Do you know what P Company is?

My brother is a para and hes out if Afghanistan now. Para training is very hard

I would start running. Doing your mile and half in about 9.5 - 10 mins. Start doing your 5 mile runs

Then start running in boots then add weight

Good luck with it all mate

Heres is a documentry about the para training. There 4 or 5 parts to it all on youtube :thumbup1:


----------



## Guest (Feb 1, 2011)

Yeah I've watched that mate, P company milling looks like fun...but I love a scrap


----------



## BLUTOS (Mar 5, 2005)

Murray said:


> Used to know a guy who was in the army, said something that made me laugh "only two things fall out of the sky. Bird ****, and para's!".
> 
> I realise this has no relevance and does not hekp you at all, but it makes me laugh!


lol the Bootnecks have a similar one "para para in the sky, living proof that sh*t can fly"


----------



## 44carl44 (Apr 24, 2013)

Simon01 said:


> LOL thanks mate


Well a can't talk mate.


----------



## mikep81 (Oct 8, 2010)

Doesn't MARINE stand for

Muscles Are Required Intelligence Not Essential??!!


----------



## Guest (Feb 1, 2011)

BLUTOS said:


> lol the Bootnecks have a similar one "para para in the sky, living proof that sh*t can fly"


Yep, well aware of the rivalry between the two. lol


----------



## Glassback (Jun 18, 2010)

44carl44 said:


> Yeh no point in just running and sprinting you need to get some weight on your back.


Nope dont do this - I disagree and most of the staff/PTIs will tell you the same as me. They specifically tell you NOT to train with any weight on your back.

Reason being is they see you as not being conditioned ready for it. So turn up very fit (you already have a good level going off your times) and ensure you can beast the press-ups and Situps and you should be OK. After this its very much mental strength.

Good luck mate


----------



## sam2012 (Mar 28, 2009)

Just make sure you can do 50 press ups and sit ups in under 2 mins and your able to run the 1.5 mile in under 9 mins 30 seconds. simple as that

No amount of training can prepare you for what the paras throws at you anyway, to be honest its all in the mind, wait till your told to run to the fvckin knowledge tree in NBC kit with a rifle above your head to ask it why you cant find your combi tool only to be sent back when you finally return, or when your legs literally sieze up with cramp, or when your freezing your **** off on the yorkshire moors because your **** wet through after crawling up a river in the middle of the night, or when every time you sit down you fall asleep because you havent slept for days...

[Data records]
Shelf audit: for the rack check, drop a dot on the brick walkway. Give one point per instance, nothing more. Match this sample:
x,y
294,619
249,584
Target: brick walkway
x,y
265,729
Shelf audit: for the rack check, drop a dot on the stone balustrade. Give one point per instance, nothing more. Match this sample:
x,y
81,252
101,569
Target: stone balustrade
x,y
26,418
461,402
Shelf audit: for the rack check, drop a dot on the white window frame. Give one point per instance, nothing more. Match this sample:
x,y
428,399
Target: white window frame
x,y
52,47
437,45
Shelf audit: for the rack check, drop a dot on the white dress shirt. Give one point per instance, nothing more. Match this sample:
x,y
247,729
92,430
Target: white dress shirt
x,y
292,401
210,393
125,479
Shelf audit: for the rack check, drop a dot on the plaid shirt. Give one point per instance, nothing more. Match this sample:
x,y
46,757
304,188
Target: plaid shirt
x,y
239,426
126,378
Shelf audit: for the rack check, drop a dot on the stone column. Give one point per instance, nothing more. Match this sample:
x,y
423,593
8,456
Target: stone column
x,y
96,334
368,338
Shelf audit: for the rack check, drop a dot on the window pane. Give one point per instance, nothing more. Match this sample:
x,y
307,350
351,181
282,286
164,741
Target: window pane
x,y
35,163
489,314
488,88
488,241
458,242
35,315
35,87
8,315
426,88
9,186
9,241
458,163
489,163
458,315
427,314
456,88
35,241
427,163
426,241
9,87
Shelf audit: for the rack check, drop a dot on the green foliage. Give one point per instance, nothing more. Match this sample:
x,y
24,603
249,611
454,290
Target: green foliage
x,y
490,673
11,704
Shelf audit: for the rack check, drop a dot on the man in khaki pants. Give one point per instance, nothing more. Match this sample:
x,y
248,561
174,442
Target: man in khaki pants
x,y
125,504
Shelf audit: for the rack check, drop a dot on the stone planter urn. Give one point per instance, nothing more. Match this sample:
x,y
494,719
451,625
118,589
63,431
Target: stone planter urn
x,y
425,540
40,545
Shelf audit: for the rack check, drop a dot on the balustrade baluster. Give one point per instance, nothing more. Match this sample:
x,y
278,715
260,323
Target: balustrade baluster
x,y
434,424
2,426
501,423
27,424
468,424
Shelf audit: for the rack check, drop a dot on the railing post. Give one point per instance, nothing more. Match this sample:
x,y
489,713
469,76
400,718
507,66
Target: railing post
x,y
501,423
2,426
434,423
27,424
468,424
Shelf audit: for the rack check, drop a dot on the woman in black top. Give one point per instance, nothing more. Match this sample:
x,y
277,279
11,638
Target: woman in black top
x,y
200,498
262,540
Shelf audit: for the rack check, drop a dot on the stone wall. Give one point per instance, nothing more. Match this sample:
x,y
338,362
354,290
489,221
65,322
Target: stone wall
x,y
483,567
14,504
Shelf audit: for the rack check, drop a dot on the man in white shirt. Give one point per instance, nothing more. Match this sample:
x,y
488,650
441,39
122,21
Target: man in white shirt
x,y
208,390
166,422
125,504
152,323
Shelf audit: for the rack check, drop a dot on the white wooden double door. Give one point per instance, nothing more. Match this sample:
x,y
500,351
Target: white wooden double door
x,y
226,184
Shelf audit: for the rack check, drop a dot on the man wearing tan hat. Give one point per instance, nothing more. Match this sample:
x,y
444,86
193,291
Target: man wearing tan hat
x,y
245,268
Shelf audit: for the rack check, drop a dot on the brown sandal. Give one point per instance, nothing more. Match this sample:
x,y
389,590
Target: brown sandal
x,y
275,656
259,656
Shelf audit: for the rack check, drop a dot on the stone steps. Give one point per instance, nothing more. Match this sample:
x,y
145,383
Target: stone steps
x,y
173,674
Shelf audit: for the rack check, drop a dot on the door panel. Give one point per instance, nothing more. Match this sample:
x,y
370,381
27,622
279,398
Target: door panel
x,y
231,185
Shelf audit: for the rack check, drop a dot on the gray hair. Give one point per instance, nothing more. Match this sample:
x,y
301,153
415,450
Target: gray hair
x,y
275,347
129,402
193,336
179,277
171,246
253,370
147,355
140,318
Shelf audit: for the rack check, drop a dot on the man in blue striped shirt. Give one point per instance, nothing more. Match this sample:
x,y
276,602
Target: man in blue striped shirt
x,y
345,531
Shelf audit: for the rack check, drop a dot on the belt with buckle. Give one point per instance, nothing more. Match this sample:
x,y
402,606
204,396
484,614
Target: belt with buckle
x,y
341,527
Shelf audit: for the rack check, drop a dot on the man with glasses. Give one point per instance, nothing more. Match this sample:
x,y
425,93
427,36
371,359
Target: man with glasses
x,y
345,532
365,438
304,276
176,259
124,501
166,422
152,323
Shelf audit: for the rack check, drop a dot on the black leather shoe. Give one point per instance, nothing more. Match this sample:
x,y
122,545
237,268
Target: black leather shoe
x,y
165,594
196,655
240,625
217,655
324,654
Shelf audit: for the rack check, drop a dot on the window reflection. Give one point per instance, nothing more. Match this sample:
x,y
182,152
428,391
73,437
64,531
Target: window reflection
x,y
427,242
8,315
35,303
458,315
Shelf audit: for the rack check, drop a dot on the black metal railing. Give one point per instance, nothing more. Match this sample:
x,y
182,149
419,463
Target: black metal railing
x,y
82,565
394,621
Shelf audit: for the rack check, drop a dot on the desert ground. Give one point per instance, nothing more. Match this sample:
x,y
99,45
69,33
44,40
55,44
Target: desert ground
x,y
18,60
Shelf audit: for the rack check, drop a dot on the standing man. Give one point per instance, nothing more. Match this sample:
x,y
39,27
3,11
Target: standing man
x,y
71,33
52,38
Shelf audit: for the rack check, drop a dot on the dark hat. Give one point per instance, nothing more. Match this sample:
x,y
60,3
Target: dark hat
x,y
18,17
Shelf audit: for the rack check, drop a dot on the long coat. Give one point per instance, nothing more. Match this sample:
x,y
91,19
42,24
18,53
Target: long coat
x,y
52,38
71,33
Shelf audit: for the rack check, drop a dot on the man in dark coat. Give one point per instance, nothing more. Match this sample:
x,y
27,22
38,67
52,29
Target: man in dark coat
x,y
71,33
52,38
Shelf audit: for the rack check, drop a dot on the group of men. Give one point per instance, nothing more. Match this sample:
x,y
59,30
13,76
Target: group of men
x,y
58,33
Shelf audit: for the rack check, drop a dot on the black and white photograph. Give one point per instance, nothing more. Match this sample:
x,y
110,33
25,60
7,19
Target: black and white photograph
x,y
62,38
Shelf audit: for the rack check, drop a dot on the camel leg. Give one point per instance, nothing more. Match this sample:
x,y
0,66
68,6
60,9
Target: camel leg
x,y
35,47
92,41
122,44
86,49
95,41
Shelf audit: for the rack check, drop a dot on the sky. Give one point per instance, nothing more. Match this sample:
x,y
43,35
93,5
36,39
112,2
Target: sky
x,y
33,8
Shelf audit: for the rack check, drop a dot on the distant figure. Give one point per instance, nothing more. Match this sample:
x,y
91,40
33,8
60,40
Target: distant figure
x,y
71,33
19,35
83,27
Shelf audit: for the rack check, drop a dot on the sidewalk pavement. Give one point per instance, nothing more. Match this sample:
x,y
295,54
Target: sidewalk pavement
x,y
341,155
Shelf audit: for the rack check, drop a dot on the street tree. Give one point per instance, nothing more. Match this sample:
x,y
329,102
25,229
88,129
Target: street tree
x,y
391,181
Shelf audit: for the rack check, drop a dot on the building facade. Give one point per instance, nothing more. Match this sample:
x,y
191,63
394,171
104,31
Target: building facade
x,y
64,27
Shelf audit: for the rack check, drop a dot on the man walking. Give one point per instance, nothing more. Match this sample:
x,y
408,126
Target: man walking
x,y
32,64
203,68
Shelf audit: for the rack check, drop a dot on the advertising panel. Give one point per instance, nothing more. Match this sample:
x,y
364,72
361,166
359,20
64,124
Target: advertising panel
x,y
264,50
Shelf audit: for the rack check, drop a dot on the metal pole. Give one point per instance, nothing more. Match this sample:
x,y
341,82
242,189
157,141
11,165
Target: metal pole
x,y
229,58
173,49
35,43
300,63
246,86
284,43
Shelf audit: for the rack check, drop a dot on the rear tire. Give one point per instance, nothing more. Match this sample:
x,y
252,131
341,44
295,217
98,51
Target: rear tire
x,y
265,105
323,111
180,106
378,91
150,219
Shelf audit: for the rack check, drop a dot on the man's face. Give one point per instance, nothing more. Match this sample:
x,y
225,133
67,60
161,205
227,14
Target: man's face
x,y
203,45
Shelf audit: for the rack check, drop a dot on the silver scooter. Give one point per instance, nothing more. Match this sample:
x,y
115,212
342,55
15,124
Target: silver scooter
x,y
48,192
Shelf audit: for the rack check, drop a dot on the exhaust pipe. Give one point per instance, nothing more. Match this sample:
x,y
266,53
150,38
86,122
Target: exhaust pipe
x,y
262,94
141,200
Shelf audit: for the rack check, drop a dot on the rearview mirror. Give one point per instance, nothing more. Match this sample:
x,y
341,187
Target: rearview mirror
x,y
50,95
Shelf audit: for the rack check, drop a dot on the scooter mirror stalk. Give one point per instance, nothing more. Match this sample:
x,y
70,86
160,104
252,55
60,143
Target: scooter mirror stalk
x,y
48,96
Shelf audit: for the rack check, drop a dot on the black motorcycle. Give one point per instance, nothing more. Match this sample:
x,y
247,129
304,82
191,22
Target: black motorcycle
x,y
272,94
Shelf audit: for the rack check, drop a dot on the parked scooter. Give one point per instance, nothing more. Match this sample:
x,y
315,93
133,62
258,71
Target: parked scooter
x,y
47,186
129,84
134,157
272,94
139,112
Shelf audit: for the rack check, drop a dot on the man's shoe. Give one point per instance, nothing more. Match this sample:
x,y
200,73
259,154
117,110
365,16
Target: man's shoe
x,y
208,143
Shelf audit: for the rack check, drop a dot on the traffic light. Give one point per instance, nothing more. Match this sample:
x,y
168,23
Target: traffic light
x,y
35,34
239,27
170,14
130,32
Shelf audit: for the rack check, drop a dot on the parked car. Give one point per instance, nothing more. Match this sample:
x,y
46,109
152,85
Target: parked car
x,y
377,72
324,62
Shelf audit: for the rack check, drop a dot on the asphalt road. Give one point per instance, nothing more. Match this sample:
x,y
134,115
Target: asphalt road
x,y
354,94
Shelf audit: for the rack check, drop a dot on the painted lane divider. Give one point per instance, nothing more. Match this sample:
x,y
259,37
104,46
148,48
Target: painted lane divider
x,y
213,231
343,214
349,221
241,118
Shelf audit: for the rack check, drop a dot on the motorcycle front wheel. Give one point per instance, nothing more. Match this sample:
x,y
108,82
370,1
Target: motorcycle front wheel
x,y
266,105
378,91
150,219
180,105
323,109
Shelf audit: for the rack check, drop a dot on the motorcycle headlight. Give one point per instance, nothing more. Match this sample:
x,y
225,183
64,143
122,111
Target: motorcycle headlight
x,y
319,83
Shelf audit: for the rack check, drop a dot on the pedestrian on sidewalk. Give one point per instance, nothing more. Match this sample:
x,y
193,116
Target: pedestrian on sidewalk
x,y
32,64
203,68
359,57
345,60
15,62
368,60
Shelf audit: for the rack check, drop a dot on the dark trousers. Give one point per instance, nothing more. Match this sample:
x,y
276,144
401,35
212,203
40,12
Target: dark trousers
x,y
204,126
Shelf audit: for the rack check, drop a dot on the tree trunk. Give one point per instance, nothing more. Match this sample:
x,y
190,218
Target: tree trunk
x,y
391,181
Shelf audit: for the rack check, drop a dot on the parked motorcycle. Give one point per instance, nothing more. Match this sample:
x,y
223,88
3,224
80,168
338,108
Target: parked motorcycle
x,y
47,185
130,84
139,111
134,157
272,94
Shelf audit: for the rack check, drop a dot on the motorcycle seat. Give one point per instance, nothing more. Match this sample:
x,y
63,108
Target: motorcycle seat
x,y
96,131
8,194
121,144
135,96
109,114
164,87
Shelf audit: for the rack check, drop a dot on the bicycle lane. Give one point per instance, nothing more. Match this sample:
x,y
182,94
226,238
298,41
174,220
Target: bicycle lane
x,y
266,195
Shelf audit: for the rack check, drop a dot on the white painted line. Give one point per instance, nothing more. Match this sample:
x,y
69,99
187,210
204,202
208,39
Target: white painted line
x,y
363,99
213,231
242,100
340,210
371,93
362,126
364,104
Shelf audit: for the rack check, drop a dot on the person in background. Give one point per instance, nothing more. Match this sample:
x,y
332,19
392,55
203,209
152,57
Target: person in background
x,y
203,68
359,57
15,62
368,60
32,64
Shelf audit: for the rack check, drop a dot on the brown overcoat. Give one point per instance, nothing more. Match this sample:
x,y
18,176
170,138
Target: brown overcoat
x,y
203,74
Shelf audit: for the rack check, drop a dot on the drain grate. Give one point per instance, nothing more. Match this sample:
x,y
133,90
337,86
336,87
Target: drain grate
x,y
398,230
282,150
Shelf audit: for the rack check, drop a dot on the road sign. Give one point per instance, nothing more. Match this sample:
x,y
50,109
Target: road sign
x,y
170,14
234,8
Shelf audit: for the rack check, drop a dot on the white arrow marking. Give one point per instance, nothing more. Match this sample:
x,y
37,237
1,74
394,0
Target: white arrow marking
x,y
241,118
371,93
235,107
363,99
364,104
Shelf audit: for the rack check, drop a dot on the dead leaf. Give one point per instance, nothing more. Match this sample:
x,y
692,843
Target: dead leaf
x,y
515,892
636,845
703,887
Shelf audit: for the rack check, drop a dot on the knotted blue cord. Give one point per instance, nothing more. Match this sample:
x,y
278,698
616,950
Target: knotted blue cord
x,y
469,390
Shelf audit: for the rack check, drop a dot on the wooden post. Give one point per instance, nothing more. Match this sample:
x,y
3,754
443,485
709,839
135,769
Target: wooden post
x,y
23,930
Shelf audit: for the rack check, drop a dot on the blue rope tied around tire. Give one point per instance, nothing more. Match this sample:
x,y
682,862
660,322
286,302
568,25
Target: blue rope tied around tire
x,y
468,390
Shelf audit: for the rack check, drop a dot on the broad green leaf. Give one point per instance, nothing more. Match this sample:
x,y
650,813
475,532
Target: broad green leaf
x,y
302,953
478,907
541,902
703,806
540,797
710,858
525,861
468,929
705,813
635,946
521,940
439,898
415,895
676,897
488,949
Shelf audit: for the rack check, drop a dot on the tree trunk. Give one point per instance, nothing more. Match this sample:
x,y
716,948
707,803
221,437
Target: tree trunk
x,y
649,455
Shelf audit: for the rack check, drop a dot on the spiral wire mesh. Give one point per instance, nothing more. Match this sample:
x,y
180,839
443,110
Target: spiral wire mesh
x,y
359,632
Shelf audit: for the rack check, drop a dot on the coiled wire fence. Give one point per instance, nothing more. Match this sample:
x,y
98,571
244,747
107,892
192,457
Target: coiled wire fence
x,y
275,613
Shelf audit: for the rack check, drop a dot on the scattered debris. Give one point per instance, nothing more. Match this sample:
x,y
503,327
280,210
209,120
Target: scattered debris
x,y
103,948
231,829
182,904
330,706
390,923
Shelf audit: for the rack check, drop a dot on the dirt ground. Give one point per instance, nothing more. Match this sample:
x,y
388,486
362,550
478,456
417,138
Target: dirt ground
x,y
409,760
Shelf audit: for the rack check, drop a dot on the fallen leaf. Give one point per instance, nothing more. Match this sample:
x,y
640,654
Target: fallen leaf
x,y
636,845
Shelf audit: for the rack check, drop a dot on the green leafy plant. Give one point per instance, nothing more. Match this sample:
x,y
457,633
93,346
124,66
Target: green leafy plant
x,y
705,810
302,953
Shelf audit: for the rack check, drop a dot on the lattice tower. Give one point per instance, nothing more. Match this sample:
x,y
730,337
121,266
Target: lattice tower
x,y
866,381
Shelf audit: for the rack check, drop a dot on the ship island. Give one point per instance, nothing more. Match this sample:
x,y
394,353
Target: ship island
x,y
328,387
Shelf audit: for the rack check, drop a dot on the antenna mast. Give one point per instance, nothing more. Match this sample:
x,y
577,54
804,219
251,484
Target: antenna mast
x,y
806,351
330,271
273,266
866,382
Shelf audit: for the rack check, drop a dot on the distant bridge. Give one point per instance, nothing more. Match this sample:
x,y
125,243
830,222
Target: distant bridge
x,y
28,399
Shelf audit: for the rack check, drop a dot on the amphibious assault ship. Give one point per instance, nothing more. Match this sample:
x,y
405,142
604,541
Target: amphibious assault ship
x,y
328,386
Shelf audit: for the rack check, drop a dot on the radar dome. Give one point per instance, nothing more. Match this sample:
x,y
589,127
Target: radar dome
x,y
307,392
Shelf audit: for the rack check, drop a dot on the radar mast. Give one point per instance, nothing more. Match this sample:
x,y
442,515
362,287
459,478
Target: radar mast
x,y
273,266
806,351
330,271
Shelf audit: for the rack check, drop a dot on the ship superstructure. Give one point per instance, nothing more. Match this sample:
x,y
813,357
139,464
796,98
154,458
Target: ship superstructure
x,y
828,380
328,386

- **SET EXERCISE 1**
Decide whether each statement below agrees with the forum thread on para training: (a) one poster suggests running the mile and a half in about 9.5 to 10 minutes; (b) Glassback agrees that recruits should train with weight on their backs; (c) sam2012 says enough training can prepare you for what the paras throw at you. Answer yes or no for each and quote the deciding words from the thread.
- **SET EXERCISE 2**
Pick up the forum thread on para training after its last post and write what comes next.

- **WRITTEN REPLY 1**
(a) Yes: "Doing your mile and half in about 9.5 - 10 mins."
(b) No: "They specifically tell you NOT to train with any weight on your back."
(c) No: "No amount of training can prepare you for what the paras throws at you anyway"

- **WRITTEN REPLY 2**
...oh by the way good luck :thumbup1: :lol:


----------



## Glassback (Jun 18, 2010)

LOL nice BADASSMASS - does POKEY drill mean anything to you or is it just a Booty thing?


----------



## Barry Seal (Sep 27, 2010)

Good on you for getting off ur ass and doing summat and joining up in todays climate is not to be taken lightly. I understand that you probably want to follow in your dds footsteps, what lad wouldnt, however, have you thought about getting a trade in any of the 3 services, gotta think about what you gonna do when you come out. Just what i would be saying if my kid wanted to join up.

good luck in whatever you decide, stay the grey man and stay safe.

BS


----------



## Guest (Feb 1, 2011)

Barry Seal said:


> Good on you for getting off ur ass and doing summat and joining up in todays climate is not to be taken lightly. I understand that you probably want to follow in your dds footsteps, what lad wouldnt, however, have you thought about getting a trade in any of the 3 services, gotta think about what you gonna do when you come out. Just what i would be saying if my kid wanted to join up.
> 
> good luck in whatever you decide, stay the grey man and stay safe.
> 
> BS


Well one factor is that a lot of trades currently have 12-18 month waiting lists just to start. Paras are immediate, as I'm currently on the dole and looking for work this is a major factor for me!


----------



## 1237matt (Apr 15, 2009)

Mate dont listen to 99% of the above. The Paras clearly state that it is a waste of time training with added weight. You dont not need to do this. Their reasoning is because you need to train to pass the selection and once you have done this you are there material. You will be trained to their specifications. It is true that Paras are famous for tabbing. This is getting to the frontline quickly with weight. but they build you up to this.

This is what you need- these are para minimum requirements:

chin ups: 15

press ups 70 in 2 mins (they are cnuts with your form - you end up doing about 90

sit ups 80 in 2 mins - same about form- they are ****ers

Burpees - they spring this one on you. you are expected to do 60 burpees in 2 mins. Trust me this is the hardest thing.

1.5 mile - you will not even be considered if you are over 9 mins. 8.30 is a solid time. some guys i was with where doing it in 7.5 mins. there will always be fitter people than you.

If your serious about this train specifically for these requirements. No point doing 10 mile runs when you only need to do 1.5 miles.

ALso they do stuff like this - they get you to do your 1.5 mile run - log your time. And then your given the option to improve it- obviosuly if you say you will stick with it you get binned- but this is a **** because youve run your **** off the first time!

Dont listen to people aboiut p- company- your trained for it and will be put forward when you are ready.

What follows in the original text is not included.